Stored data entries
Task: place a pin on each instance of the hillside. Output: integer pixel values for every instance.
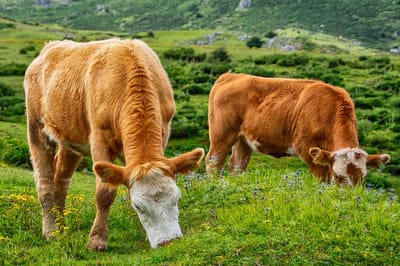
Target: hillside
(370, 23)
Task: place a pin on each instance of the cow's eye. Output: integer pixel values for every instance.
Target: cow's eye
(137, 208)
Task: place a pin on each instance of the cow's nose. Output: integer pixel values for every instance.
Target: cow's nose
(167, 242)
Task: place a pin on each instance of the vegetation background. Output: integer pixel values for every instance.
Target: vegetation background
(274, 214)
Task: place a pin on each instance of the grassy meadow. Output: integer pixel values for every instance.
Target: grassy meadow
(269, 216)
(275, 214)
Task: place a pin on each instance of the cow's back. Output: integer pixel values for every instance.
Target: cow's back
(71, 85)
(277, 113)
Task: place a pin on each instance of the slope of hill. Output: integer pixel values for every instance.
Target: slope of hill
(369, 22)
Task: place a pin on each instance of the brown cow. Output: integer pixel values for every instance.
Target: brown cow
(106, 99)
(281, 117)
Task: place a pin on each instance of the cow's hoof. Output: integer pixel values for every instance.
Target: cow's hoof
(97, 244)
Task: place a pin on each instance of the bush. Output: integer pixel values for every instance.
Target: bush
(219, 55)
(368, 103)
(256, 70)
(254, 42)
(270, 34)
(195, 89)
(14, 151)
(391, 86)
(13, 69)
(215, 69)
(185, 54)
(336, 62)
(293, 60)
(6, 90)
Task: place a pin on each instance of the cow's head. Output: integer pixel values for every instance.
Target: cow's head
(349, 165)
(153, 192)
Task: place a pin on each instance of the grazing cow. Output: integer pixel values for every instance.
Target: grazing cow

- _YOUR TASK_
Give back each line above exactly, with pictures dropped.

- _EXERCISE SOLUTION_
Task: place a pin on each instance of the hillside. Output: integer pixel values for every instance.
Target: hillside
(370, 23)
Task: place a pin on each instance of the cow's eye. Output: integer pixel values for every instance.
Target: cow's eye
(137, 208)
Task: place a pin on each instance of the cow's nose. Output: integer pixel values for every instance.
Target: cow's nose
(167, 242)
Task: place a pin on each instance of the vegetation background. Output: integer pixel values for every instance.
Target: vegetation background
(274, 214)
Task: place a pin on each instance of the grassy meadow. Output: integer pixel values for every instance.
Target: grassy meadow
(269, 216)
(275, 214)
Task: place a pin on each instance of the cow's back. Output: integer pixel values for every instance.
Target: cow's back
(71, 85)
(277, 113)
Task: place a pin on each instance of the slope of hill. Output: integer pixel values for every instance.
Target: slope of hill
(369, 22)
Task: place a pin on each instance of the brown cow. Output: integer pixel values for every instance.
Target: brown cow
(106, 99)
(281, 117)
Task: place a pin on each instance of the cow's hoof. Output: integer pixel values for every instance.
Target: cow's hoof
(97, 244)
Task: place a pin on each instance of the bush. Output: integer pixel values for every instance.
Target: bush
(219, 55)
(368, 103)
(256, 70)
(254, 42)
(270, 34)
(195, 89)
(14, 151)
(391, 86)
(13, 69)
(215, 69)
(185, 54)
(336, 62)
(293, 60)
(6, 90)
Task: place a pin on each instance of the cow's head. Output: integer pixel values for every instance.
Target: cow's head
(349, 165)
(153, 192)
Task: place a pin on each instance of the grazing cow. Output: integer pixel values for every instance.
Target: grazing cow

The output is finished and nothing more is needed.